**Written task**
All records are to be retyped faithfully and completely.

○ ○ ○ ○ ○ ○ ○

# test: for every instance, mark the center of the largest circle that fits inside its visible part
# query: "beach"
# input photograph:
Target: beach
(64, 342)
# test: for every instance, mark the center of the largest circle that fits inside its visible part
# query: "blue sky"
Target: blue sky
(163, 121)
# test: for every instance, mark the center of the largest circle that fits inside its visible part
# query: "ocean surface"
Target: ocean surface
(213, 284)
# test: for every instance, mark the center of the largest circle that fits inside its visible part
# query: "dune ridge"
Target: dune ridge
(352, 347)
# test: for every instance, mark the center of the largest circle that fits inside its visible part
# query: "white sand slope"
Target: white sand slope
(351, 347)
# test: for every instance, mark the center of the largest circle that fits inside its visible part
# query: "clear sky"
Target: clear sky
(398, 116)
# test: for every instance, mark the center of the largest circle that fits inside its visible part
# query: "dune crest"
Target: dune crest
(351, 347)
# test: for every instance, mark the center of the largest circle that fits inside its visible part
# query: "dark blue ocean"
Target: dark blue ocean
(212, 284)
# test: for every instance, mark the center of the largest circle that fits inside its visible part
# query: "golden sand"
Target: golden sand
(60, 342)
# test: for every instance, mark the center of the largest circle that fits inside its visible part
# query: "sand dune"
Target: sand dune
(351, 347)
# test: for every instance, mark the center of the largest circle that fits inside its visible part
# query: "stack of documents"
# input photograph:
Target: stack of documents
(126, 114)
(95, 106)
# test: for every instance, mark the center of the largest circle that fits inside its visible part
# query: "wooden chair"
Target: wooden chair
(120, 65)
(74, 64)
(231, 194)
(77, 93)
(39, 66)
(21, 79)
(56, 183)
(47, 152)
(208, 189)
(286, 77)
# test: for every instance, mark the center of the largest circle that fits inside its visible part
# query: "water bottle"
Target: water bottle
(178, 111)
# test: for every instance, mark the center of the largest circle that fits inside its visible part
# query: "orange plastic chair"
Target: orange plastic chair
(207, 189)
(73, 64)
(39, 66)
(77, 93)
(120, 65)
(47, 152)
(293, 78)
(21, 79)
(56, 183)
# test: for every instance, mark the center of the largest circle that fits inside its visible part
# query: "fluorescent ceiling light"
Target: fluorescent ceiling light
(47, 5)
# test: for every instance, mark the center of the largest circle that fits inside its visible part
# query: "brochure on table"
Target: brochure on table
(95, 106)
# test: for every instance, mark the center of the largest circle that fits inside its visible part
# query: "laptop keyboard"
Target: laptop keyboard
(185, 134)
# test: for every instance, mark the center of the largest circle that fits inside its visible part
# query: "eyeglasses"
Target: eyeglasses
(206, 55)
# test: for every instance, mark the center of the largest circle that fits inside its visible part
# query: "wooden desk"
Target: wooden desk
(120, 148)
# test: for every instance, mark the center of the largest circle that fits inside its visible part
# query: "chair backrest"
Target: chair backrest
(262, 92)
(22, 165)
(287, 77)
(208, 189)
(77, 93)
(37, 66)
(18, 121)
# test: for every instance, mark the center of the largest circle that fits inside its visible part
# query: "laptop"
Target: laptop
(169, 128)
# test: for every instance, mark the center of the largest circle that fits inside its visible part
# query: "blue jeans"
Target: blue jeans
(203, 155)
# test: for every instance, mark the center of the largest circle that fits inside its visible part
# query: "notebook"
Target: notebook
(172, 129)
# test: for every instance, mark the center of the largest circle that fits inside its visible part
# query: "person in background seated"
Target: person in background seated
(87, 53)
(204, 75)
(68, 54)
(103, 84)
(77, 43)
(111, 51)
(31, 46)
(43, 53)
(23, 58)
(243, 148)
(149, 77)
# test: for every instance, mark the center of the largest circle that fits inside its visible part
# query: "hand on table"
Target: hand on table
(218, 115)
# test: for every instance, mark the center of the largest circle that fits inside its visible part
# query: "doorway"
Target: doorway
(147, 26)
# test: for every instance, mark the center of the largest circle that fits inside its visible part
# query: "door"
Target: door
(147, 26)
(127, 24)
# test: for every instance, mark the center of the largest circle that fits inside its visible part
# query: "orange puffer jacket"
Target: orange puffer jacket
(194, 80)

○ ○ ○ ○ ○ ○ ○

**The solution**
# test: for every instance, mark the center of the largest circle that fits inside its visible part
# query: "beach"
# input photograph:
Target: beach
(64, 342)
# test: for every instance, mark the center of the largest circle that fits inside its visible part
# query: "blue sky"
Target: blue sky
(163, 121)
# test: for every instance, mark the center of the largest circle that fits inside its visible part
# query: "ocean surface"
Target: ocean surface
(213, 284)
# test: for every instance, mark the center of the largest circle that fits inside its visible part
# query: "dune ridge"
Target: dune ridge
(352, 347)
# test: for every instance, mark the center of the largest circle that fits inside its visible part
# query: "white sand slope"
Target: white sand slope
(351, 347)
# test: for every instance, mark the center of the largest circle that fits inside its visible part
# query: "clear sky"
Target: clear sky
(398, 116)
# test: for every instance, mark the center of the largest circle that fits inside its visible part
# query: "dune crest"
Target: dune crest
(351, 347)
# test: for every instance, mark the center of the largest circle that fits inside its visible part
# query: "dark blue ocean"
Target: dark blue ocean
(212, 284)
# test: for every instance, mark the center of the largest circle that fits inside its visible part
# query: "golden sand"
Target: golden sand
(60, 342)
# test: for every instance, mark the center of the largest circle that fits inside its visible part
# query: "sand dune"
Target: sand dune
(351, 347)
# test: for every instance, mark the center of the largest circle that fits inside its visible part
# query: "stack of documents"
# input photograph:
Target: stack of documents
(126, 114)
(95, 106)
# test: for every instance, mark the center of the largest circle that fits inside its visible part
# query: "wooden chair"
Target: wooden chair
(120, 65)
(74, 64)
(231, 194)
(77, 93)
(39, 66)
(21, 79)
(56, 183)
(47, 152)
(208, 189)
(286, 77)
# test: for every instance, mark the center of the largest circle that fits inside its visible part
# query: "water bottle"
Target: water bottle
(178, 111)
# test: for every instance, mark the center of the largest circle that fits inside its visible part
# query: "orange plastic chair"
Target: orange plastic chair
(207, 189)
(73, 64)
(39, 66)
(77, 93)
(120, 65)
(47, 152)
(293, 78)
(21, 79)
(56, 183)
# test: for every instance, mark the center of the largest circle that fits inside its visible part
# query: "fluorescent ceiling light"
Target: fluorescent ceiling light
(47, 5)
# test: for every instance, mark the center of the largest circle that fits inside its visible part
# query: "brochure on table"
Target: brochure on table
(95, 106)
# test: for every instance, mark the center of the largest circle that fits inside its visible part
# query: "laptop keyboard"
Target: laptop keyboard
(185, 134)
# test: for every instance, mark the center of the largest circle that fits inside its visible part
# query: "eyeglasses"
Target: eyeglasses
(206, 55)
# test: for every instance, mark the center of the largest circle that fits inside its visible part
# query: "wooden desk"
Target: wooden desk
(120, 148)
# test: for every instance, mark the center of the largest circle that fits inside its visible part
# query: "chair backrest"
Target: chair backrest
(262, 92)
(22, 165)
(287, 77)
(208, 189)
(77, 93)
(37, 66)
(18, 121)
# test: for every instance, mark the center of the largest circle that fits inside its visible part
# query: "laptop"
Target: laptop
(169, 128)
# test: for every instance, mark the center of the largest circle that fits inside its visible part
# query: "blue jeans"
Target: blue jeans
(203, 155)
# test: for every instance, mark the center of the largest circle that fits inside its visible part
# query: "notebook"
Target: notebook
(172, 129)
# test: for every instance, mark the center of the largest circle that fits inside its visible part
# query: "person in background seated"
Target: person in background seated
(87, 53)
(204, 75)
(68, 54)
(103, 84)
(77, 43)
(111, 51)
(31, 46)
(43, 53)
(23, 58)
(243, 148)
(149, 77)
# test: for every instance, mark the center of the largest circle that fits inside its visible part
# query: "hand on table"
Target: hand on table
(218, 115)
# test: for every instance, mark the center of the largest circle that fits inside its visible part
# query: "doorway"
Target: doorway
(147, 26)
# test: for every instance, mark the center of the largest circle that fits inside its visible part
# query: "door"
Target: door
(147, 26)
(127, 24)
# test: for every instance, mark the center of the largest circle that fits inside its visible part
# query: "orange puffer jacket"
Target: orange puffer jacket
(194, 80)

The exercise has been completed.